### TASK BRIEF
Retype word for word the lines of the data below, from the first to the one bearing "positive clicks: (32, 85) (2, 102)", with that one included.

Stored records:
+===+
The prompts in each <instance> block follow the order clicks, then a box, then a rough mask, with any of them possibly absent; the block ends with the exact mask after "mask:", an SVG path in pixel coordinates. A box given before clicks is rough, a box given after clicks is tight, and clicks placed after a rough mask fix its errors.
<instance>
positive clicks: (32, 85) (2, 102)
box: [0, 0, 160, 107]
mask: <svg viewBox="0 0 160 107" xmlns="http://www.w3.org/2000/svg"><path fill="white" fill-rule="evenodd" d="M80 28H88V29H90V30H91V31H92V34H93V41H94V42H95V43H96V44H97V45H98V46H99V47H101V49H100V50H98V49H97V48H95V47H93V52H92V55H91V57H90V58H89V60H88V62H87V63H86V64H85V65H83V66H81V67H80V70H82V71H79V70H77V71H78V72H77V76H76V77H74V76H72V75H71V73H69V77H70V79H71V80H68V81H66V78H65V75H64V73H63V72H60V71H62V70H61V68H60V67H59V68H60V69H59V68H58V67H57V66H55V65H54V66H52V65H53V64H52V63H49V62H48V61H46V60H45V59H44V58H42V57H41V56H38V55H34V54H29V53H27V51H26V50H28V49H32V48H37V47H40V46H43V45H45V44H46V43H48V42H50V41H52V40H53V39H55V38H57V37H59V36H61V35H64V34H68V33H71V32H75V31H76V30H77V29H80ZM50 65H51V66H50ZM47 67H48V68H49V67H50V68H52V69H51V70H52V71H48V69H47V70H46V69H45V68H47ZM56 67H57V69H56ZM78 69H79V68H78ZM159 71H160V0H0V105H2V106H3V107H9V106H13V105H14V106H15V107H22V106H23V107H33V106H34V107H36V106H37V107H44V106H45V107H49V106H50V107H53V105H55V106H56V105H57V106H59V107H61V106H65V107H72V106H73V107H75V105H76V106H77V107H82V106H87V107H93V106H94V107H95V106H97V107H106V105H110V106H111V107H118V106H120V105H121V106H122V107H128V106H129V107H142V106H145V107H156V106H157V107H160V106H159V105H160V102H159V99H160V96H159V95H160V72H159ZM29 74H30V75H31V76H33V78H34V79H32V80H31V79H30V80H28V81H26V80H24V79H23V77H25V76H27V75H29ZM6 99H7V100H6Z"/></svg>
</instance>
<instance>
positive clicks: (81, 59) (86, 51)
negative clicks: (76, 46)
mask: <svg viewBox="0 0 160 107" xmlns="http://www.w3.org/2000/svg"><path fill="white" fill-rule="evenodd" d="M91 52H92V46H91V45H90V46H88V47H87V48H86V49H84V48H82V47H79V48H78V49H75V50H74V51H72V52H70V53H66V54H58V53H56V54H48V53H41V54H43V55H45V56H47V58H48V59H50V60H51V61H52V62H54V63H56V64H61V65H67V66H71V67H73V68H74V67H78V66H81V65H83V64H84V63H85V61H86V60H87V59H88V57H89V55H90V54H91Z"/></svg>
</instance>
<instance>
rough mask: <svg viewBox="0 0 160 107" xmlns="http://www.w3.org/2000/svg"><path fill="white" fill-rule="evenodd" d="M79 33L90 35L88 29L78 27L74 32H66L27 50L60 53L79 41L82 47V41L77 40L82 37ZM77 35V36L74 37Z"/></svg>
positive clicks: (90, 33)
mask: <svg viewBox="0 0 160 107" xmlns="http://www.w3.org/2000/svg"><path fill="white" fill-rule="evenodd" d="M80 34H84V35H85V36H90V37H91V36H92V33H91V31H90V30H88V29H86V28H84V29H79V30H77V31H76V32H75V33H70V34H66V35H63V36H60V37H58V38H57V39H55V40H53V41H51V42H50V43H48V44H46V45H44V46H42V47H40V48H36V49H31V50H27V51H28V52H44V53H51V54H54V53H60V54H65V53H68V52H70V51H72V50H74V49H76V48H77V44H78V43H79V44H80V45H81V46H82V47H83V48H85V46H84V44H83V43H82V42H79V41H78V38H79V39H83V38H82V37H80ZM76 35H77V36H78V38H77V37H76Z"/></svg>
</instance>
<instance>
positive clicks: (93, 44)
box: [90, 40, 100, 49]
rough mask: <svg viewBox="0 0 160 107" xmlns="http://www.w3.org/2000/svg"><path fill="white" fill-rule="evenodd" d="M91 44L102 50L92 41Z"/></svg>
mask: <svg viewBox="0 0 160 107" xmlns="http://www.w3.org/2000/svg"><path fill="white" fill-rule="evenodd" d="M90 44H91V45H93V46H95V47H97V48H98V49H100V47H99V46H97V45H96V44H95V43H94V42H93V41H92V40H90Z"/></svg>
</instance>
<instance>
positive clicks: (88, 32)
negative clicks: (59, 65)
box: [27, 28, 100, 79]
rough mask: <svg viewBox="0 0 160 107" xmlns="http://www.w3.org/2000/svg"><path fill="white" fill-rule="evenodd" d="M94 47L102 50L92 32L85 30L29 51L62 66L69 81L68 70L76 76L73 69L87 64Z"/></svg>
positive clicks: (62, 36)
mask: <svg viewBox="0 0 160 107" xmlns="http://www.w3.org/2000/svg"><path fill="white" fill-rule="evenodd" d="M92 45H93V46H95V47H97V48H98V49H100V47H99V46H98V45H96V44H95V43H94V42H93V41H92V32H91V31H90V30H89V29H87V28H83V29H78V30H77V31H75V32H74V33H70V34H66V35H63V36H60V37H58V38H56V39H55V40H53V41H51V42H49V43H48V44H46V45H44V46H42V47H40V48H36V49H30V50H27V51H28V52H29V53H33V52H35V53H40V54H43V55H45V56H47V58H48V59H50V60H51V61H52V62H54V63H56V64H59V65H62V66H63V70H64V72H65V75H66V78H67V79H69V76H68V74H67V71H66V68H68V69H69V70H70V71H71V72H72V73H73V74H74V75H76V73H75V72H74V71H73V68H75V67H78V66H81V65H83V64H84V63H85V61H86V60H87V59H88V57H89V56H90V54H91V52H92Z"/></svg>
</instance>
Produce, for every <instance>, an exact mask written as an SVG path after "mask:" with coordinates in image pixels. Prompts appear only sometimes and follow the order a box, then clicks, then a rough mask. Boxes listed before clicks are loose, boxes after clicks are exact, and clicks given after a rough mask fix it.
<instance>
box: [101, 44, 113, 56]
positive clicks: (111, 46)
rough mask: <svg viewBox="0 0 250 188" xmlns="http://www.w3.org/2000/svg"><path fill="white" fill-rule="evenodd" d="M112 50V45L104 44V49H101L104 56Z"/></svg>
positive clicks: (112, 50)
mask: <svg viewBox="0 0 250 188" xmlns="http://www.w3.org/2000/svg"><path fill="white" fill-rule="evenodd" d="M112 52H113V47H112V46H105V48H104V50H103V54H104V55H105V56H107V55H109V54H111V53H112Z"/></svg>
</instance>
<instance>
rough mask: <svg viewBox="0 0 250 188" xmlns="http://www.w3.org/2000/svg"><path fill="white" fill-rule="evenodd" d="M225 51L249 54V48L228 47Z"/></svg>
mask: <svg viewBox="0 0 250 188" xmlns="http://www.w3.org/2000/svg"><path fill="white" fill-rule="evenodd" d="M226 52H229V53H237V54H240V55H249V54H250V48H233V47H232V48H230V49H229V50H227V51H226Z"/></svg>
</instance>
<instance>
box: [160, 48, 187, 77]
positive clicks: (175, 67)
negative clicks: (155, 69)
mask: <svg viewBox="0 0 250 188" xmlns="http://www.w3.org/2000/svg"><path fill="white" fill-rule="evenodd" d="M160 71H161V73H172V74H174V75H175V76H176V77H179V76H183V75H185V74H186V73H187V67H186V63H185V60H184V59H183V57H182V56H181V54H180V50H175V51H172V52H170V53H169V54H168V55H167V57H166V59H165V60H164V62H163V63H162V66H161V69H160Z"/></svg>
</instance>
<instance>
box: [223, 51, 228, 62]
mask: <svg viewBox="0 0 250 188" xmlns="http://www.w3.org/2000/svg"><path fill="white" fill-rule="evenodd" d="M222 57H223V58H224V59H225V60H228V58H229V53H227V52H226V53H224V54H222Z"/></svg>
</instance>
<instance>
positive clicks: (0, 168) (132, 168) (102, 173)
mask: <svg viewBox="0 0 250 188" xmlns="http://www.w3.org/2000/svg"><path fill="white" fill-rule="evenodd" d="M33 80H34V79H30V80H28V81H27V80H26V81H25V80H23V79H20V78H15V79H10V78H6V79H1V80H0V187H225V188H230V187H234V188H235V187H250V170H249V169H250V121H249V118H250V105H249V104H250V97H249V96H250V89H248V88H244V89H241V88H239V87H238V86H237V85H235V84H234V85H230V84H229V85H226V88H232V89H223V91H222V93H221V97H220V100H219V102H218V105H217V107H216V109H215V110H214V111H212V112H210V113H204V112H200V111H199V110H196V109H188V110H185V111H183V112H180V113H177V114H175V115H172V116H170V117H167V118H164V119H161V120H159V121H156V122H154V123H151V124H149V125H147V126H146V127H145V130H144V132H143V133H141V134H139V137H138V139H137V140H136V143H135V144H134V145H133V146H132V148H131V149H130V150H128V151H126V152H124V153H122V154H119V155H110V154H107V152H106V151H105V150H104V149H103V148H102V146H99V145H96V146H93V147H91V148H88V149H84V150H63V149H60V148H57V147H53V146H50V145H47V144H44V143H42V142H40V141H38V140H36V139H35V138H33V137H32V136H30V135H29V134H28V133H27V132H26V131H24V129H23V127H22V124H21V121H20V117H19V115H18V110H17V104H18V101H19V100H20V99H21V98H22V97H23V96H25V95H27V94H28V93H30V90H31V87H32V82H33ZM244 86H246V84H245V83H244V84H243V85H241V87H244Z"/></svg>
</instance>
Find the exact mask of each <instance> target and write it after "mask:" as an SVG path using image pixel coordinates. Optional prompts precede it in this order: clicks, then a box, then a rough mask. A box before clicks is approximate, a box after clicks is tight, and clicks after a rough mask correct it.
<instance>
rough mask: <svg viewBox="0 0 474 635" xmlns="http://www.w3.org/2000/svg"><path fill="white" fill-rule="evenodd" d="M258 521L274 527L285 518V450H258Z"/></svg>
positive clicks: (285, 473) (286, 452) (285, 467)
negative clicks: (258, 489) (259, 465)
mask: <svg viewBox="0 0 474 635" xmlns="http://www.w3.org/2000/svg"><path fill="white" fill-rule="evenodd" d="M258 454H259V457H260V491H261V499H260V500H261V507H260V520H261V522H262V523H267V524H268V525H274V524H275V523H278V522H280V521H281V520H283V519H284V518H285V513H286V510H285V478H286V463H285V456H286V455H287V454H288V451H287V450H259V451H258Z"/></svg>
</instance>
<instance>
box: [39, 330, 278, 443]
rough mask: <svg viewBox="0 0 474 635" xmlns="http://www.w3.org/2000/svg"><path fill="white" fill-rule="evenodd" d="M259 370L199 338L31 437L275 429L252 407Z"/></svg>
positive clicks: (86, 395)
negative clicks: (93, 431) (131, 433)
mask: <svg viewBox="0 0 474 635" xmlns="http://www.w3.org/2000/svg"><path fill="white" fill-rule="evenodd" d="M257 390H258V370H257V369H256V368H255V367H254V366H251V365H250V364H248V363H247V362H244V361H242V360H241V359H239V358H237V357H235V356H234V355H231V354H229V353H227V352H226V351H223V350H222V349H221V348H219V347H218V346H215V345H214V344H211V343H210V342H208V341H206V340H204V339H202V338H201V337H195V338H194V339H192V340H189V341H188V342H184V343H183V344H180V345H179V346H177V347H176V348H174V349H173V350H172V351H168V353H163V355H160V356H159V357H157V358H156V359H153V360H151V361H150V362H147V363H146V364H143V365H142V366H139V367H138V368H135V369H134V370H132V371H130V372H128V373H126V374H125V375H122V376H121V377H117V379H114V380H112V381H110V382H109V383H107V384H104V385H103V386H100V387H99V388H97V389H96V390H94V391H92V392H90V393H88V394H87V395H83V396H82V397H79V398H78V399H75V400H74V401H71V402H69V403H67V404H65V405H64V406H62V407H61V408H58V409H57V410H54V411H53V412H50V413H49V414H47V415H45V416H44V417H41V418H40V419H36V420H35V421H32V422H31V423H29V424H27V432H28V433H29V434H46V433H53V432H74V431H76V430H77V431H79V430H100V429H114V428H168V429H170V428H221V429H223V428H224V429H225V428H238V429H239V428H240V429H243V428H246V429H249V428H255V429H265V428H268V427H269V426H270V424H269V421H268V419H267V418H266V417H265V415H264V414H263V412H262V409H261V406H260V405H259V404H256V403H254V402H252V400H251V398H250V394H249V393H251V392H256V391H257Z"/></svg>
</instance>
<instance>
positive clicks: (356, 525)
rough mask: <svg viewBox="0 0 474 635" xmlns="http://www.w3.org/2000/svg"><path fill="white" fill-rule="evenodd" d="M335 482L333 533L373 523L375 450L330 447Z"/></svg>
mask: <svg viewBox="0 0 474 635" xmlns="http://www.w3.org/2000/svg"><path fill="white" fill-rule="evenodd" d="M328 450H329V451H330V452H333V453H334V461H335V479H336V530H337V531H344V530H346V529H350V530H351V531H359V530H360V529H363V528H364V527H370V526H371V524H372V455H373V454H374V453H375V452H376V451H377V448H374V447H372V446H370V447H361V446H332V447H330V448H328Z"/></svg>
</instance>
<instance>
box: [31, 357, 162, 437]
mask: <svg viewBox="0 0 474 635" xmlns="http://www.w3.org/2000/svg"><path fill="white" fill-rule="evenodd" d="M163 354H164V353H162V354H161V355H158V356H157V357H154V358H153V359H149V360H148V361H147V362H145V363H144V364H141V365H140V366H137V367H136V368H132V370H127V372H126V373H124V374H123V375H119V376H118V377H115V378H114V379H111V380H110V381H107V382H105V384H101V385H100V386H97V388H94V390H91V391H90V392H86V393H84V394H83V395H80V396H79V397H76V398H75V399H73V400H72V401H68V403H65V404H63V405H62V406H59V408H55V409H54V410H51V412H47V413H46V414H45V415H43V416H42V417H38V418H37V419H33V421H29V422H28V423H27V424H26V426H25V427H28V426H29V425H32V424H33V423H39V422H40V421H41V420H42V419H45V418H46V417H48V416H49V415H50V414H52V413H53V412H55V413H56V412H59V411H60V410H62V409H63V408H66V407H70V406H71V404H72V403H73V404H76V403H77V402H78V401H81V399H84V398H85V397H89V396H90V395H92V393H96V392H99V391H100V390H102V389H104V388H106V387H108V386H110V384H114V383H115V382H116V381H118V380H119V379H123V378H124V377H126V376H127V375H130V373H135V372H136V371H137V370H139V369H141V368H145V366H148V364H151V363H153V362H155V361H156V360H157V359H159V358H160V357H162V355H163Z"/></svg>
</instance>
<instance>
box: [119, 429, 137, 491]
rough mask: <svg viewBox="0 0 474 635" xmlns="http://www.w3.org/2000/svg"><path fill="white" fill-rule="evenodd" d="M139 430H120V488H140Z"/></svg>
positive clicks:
+===+
### TASK SOLUTION
The prompts in each <instance> block follow the order clicks, then a box, then a rough mask, with any of them possibly absent; the block ends with the exact mask after "mask:", an SVG path in pixel coordinates. A box given before clicks is rough, a box given after clicks is tight, and clicks placed after a rough mask fix its errors.
<instance>
positive clicks: (32, 85) (2, 102)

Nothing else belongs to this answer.